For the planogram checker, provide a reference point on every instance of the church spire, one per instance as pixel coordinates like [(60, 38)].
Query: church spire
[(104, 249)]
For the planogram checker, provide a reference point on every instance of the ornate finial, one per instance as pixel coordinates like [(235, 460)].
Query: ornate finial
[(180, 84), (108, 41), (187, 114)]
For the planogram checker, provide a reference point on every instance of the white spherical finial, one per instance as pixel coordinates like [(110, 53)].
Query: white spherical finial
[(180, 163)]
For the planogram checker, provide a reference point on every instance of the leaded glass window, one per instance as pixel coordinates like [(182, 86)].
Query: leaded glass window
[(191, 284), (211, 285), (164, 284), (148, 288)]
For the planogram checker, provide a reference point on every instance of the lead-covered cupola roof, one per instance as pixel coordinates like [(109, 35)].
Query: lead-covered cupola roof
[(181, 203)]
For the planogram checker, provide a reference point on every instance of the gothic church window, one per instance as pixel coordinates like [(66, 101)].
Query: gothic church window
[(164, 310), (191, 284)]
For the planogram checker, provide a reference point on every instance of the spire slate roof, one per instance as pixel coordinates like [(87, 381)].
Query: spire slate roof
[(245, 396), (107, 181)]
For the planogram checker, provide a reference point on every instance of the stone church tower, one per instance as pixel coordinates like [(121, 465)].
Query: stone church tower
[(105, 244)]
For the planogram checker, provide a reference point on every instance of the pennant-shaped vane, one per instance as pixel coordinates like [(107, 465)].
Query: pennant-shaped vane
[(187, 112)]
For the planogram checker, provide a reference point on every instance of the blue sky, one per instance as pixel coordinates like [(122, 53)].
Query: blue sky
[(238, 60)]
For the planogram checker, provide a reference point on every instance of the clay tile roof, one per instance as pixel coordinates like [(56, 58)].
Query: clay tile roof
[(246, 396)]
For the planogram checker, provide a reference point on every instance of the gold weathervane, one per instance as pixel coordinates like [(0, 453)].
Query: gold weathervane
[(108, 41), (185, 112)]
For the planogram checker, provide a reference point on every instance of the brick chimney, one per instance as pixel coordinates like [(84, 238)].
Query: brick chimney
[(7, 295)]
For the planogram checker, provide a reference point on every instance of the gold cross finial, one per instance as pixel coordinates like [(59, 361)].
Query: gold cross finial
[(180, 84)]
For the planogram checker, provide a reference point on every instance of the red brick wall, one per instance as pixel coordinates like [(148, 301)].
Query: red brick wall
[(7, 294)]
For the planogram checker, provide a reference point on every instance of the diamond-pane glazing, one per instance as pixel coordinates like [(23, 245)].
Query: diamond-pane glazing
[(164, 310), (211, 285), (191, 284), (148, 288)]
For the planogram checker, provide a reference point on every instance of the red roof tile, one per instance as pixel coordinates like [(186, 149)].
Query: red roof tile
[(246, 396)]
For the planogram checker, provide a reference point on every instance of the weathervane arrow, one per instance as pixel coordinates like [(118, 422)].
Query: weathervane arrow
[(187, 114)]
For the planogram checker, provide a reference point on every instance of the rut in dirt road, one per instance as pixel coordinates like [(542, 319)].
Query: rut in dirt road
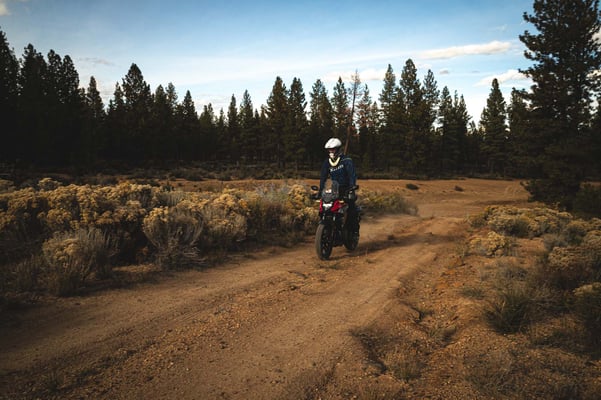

* * *

:: Written instruction ::
Update the entries above by replacing "planogram checker" with "landmark checker" throughout, leaving every other part unchanged. Omit the pictures from your answer.

:: The result ::
For the landmark checker, provide a reference point on every instance of the church spire, one per instance as pixel coordinates like [(60, 38)].
Query: church spire
[(104, 249)]
For the landmark checker, provide a reference point on every instance of the ornate finial, one per instance as pixel coordinates like [(235, 460)].
Query: ornate finial
[(180, 84), (108, 41), (187, 114)]
For the landmark checker, provide a reference point on every instance of the white spherical finial, one per instance as pixel coordinates like [(110, 53)].
Query: white spherical finial
[(180, 163)]
For the landmark checker, provide a reference point on every instance of the leaded glass window, one per instance as pixel coordinates like [(182, 86)].
Query: leaded glass window
[(191, 284), (211, 285), (164, 284), (148, 288)]
For the landmark checker, provide a reference point on every instance of the lead-covered cupola roof, one per instance as pixel coordinates like [(109, 35)].
Query: lead-covered cupola roof
[(181, 203)]
For the landmark checker, provide a reference point on every instance of the gothic church window, one per instance as pixel coordinates like [(66, 101)].
Query: gothic church window
[(164, 310), (191, 284)]
For the landmark checker, provide a reference point on every instance of the spire slate roof, one per instance as pixel coordinates like [(87, 381)].
Query: spire slate roof
[(245, 396), (107, 181)]
For the landmark checker, provide a reference point on every instance of the stone church tower, one per instance as pixel coordinates like [(121, 465)].
Query: stone church tower
[(105, 244)]
For the landmark checker, provide a reference point on every instance of the pennant-shaped vane, one per instance as pixel coordinates like [(107, 465)].
Query: pennant-shaped vane
[(187, 112)]
For the landmark checker, provide a reference point on every instance of the blue sky, one per instance as pixel coordinates like [(122, 53)].
Query: blue sky
[(238, 60)]
For the landmark checker, provide a reference point on every instance of the clay tile roof, one per instance as pixel coordinates like [(56, 58)].
Query: clay tile roof
[(246, 396)]
For the landmark checker, provide a reference point on every instance of the gold weathervane, one per instance as pixel coordinates like [(0, 453)].
Query: gold weathervane
[(108, 41), (185, 112)]
For the landmark checker, provide a reference point on every instance of the brick chimney, one per instance as pixel coordinates like [(84, 238)].
Query: brick chimney
[(7, 295)]
For the landmark checker, provide a reference point on every instance of the gold cross finial, one per instance as pixel coordinates like [(59, 361)].
Query: gold cross finial
[(180, 84)]
For the landmark checker, provide a reference point on every instance of the red brick wall, one per instance as pixel coordinates like [(148, 301)].
Query: red brick wall
[(7, 294)]
For the landmark checker, provide a reference point on every instance of the diamond-pane glazing, one per instance as pixel coordinates like [(23, 245)].
Query: diamond-pane glazing
[(164, 310), (211, 285), (191, 284), (148, 288)]
For the landmark checker, provide a reference point on every instance of the red roof tile, one per instance as pixel coordinates like [(186, 149)].
Query: red roof tile
[(246, 396)]
For the landmark checker, provide a reference point on every instance of the weathervane arrow, one per instance as pixel coordinates like [(118, 422)].
Query: weathervane arrow
[(187, 114)]
For the landmark checker, provide a reference point on every instance of the rut in dirt road, one per instance as pixel coordinates like [(542, 319)].
Query: rut in dirt road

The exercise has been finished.